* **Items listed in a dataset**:

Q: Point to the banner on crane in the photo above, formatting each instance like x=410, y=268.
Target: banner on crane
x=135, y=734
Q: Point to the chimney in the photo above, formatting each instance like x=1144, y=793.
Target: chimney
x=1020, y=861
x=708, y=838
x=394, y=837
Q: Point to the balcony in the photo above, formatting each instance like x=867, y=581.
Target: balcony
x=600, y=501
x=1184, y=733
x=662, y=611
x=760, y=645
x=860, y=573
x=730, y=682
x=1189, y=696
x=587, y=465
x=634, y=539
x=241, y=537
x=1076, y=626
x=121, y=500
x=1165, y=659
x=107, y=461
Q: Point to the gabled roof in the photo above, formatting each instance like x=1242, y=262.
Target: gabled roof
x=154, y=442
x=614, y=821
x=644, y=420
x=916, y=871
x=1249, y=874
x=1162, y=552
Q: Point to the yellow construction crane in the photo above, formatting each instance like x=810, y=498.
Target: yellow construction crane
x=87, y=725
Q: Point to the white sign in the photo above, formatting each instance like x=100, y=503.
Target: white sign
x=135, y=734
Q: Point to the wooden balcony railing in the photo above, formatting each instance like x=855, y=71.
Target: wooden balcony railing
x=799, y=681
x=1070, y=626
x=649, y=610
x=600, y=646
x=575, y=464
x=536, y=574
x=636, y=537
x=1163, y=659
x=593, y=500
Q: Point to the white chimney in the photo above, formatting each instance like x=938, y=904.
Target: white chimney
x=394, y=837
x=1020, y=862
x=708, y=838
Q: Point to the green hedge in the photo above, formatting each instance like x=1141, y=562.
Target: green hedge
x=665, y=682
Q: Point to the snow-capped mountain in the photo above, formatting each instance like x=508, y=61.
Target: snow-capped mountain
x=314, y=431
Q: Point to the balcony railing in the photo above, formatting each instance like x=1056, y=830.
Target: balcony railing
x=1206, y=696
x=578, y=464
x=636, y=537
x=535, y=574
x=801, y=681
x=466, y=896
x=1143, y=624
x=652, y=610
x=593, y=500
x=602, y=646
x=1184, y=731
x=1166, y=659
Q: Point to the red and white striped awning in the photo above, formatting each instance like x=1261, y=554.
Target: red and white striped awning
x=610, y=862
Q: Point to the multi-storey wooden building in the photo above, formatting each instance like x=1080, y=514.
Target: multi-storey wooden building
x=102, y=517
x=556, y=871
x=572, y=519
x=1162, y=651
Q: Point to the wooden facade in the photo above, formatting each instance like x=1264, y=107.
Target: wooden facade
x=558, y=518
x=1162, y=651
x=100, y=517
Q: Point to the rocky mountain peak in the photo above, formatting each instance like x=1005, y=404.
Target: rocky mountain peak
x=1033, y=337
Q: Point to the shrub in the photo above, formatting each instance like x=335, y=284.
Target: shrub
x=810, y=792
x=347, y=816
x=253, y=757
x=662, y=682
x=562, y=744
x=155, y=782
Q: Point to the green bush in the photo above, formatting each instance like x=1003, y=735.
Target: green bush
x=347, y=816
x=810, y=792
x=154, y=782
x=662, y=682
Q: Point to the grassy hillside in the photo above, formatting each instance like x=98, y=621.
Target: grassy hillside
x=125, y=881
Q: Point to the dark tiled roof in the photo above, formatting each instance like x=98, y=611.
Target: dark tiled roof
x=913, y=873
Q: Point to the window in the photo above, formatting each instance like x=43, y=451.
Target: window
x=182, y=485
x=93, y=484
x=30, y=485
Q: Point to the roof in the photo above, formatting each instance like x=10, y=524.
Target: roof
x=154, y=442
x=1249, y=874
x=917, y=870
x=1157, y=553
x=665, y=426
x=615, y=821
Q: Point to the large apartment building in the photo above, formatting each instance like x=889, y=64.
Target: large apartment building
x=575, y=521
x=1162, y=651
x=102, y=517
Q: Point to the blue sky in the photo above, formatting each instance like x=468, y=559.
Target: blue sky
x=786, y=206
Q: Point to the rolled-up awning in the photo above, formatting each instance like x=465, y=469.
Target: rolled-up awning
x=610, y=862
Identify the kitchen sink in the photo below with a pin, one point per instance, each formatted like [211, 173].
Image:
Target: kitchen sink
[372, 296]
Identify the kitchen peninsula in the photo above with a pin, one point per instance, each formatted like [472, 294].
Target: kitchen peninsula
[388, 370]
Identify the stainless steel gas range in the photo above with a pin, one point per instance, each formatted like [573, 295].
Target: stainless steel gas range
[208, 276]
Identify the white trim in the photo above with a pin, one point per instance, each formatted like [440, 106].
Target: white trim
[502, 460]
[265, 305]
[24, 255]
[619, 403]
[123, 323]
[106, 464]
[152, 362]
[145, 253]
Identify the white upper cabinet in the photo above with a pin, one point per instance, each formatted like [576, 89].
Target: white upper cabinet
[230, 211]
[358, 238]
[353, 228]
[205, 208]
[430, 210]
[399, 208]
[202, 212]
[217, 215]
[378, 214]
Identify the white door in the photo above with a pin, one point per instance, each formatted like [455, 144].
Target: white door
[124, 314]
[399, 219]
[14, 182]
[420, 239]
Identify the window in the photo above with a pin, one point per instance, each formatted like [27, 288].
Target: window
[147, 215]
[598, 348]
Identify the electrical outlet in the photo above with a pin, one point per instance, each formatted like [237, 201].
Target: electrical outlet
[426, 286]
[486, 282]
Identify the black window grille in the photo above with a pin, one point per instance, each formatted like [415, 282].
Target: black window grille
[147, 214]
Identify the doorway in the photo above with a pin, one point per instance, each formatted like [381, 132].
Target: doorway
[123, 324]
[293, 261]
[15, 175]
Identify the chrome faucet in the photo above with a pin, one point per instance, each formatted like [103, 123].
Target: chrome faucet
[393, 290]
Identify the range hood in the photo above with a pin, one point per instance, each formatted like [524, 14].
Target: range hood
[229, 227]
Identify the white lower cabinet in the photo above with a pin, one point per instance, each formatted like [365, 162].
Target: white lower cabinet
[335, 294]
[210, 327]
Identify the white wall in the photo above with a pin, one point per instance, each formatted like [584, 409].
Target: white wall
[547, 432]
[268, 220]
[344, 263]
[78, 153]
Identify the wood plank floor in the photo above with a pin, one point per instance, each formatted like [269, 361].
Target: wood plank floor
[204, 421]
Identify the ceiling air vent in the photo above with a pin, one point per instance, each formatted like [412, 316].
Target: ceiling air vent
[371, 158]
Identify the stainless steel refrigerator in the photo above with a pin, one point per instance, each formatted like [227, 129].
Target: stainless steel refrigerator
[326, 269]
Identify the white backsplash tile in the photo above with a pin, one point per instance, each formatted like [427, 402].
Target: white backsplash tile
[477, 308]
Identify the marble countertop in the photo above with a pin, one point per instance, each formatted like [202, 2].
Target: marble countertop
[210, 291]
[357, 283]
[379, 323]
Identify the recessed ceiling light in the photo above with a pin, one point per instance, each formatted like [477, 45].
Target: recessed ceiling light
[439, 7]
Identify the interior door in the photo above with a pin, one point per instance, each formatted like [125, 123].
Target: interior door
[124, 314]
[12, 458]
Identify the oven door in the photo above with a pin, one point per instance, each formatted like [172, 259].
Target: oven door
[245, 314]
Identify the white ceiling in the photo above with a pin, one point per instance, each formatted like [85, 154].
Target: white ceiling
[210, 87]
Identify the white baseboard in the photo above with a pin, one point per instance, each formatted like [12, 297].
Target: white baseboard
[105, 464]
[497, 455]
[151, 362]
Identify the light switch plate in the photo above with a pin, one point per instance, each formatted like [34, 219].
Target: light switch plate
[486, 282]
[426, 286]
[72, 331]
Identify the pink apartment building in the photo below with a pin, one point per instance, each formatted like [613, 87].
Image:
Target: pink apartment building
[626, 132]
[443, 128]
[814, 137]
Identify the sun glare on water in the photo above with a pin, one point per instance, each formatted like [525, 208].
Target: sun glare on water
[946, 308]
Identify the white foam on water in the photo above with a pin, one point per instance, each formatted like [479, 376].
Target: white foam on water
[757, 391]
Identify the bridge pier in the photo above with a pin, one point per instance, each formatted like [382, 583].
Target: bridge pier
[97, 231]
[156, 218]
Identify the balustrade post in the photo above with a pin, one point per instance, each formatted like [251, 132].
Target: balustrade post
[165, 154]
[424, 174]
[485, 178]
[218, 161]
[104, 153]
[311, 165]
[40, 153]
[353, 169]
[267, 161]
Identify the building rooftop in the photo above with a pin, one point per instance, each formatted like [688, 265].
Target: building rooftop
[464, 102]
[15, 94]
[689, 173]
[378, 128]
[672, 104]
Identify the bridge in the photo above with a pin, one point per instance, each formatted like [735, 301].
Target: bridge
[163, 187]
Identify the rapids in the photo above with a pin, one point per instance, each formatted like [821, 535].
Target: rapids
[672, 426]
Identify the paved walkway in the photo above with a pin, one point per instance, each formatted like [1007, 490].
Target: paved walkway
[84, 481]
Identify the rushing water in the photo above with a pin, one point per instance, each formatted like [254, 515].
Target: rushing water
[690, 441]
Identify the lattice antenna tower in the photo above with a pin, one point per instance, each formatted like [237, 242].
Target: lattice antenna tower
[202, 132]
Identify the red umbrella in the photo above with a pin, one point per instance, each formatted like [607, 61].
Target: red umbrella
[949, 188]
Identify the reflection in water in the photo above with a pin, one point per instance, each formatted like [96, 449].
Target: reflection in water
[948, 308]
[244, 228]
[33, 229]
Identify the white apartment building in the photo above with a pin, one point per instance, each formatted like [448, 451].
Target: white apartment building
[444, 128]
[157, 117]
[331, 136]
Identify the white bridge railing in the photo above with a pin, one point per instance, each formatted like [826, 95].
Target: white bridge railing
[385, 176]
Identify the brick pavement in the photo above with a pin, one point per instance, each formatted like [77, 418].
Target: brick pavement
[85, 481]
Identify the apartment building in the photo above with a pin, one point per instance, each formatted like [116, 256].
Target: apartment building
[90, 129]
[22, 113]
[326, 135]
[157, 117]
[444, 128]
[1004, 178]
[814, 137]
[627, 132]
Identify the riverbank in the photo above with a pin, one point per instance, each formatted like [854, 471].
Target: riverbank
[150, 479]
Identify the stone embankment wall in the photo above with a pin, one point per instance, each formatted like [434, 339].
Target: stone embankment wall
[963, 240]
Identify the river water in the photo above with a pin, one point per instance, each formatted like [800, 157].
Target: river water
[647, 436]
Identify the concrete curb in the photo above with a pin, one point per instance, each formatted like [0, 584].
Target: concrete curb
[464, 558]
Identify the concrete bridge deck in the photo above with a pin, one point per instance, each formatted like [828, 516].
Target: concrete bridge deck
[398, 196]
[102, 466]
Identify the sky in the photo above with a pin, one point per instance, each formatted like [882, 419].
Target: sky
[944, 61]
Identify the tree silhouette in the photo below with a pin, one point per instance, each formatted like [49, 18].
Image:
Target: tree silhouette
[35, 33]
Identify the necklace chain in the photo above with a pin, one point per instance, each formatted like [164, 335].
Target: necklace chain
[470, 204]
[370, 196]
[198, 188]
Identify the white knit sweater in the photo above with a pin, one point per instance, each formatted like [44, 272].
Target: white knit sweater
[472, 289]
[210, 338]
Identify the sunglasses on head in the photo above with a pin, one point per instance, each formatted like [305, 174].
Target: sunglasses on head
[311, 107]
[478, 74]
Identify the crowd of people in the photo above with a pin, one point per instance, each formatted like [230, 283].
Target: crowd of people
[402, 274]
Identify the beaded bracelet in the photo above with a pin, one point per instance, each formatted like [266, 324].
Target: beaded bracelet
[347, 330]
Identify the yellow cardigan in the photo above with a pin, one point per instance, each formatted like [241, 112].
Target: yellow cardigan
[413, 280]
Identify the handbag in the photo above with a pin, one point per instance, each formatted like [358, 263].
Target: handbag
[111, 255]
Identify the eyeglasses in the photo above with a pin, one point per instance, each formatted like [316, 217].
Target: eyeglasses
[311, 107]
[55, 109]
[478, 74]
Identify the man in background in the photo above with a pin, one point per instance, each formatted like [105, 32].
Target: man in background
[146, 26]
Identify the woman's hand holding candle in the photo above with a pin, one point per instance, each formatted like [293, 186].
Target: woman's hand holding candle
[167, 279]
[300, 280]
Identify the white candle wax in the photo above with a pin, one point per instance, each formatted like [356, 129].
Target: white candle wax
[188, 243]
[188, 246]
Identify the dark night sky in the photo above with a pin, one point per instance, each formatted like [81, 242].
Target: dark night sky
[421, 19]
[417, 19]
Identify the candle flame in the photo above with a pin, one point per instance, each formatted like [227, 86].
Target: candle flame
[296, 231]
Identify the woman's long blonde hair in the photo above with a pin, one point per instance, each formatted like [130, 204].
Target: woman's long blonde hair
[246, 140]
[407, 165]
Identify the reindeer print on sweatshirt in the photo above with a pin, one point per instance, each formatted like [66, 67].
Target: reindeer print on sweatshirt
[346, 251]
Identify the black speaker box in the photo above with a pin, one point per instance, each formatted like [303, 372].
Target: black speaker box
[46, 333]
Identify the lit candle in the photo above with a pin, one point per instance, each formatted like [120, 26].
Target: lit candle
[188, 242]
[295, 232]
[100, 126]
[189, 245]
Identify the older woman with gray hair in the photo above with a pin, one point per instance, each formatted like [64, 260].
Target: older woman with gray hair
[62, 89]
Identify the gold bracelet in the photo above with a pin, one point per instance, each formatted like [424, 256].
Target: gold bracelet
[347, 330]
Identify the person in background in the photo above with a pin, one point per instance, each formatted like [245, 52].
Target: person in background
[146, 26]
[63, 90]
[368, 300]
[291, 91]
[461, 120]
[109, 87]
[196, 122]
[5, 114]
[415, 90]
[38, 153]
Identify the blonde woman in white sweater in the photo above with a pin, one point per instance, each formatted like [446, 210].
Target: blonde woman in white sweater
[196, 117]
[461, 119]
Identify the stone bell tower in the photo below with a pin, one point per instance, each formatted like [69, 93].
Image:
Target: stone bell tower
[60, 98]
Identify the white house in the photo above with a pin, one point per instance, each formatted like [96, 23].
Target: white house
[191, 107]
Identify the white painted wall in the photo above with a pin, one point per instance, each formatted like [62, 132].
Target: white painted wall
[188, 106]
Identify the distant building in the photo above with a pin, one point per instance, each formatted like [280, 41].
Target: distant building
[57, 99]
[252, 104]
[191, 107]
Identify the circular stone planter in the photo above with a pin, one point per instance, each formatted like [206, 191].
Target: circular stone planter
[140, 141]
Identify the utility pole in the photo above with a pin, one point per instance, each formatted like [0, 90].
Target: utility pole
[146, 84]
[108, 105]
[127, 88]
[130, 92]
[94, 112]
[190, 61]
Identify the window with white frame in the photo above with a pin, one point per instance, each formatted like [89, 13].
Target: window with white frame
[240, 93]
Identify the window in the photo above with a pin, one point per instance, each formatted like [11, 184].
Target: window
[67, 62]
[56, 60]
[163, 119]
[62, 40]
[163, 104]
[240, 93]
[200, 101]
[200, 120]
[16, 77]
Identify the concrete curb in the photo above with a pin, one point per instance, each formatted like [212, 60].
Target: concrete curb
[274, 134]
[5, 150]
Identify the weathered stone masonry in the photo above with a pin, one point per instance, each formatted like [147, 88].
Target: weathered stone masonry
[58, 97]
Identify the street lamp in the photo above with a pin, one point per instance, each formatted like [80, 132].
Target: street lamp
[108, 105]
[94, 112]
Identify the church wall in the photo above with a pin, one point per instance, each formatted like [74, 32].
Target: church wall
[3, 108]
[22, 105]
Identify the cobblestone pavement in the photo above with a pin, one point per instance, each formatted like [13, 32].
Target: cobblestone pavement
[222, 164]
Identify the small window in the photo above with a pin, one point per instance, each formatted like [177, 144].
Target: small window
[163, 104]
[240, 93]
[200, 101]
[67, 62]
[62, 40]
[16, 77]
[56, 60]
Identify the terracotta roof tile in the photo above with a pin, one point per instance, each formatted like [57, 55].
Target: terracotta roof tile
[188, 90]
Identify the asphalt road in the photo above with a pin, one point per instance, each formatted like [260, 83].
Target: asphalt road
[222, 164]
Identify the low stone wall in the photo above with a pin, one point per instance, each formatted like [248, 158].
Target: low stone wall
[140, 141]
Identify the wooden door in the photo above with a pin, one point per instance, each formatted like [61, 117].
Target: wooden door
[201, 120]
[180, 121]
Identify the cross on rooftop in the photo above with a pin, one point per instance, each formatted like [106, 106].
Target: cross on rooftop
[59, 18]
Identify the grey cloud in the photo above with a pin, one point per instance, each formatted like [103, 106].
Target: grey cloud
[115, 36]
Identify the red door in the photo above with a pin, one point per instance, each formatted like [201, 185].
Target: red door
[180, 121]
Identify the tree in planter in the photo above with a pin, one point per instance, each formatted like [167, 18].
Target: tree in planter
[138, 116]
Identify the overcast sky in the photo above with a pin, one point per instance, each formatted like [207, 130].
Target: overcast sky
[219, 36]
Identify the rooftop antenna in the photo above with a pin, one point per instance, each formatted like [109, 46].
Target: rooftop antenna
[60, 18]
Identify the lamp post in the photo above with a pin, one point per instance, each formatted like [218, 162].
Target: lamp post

* **Objective**: Transcribe the rows word for word, starting from the very first line and ending with the line that contains "x=1162, y=552", both ends included.

* **Response for this exercise**:
Q: Point to the banner on crane in the photo above, formatting each instance like x=410, y=268.
Target: banner on crane
x=135, y=734
Q: Point to the chimney in the photo above, formatting each instance like x=1144, y=793.
Target: chimney
x=1020, y=861
x=708, y=838
x=394, y=837
Q: Point to the balcony in the photo above, formatting each instance like x=867, y=581.
Target: balcony
x=600, y=501
x=1184, y=733
x=662, y=611
x=760, y=645
x=860, y=573
x=730, y=682
x=1189, y=696
x=587, y=465
x=634, y=539
x=241, y=537
x=1076, y=626
x=121, y=500
x=1165, y=659
x=107, y=461
Q: Point to the gabled roof in the photo above, formatting each instance like x=1242, y=262.
Target: gabled roof
x=154, y=442
x=614, y=821
x=644, y=420
x=916, y=871
x=1249, y=874
x=1162, y=552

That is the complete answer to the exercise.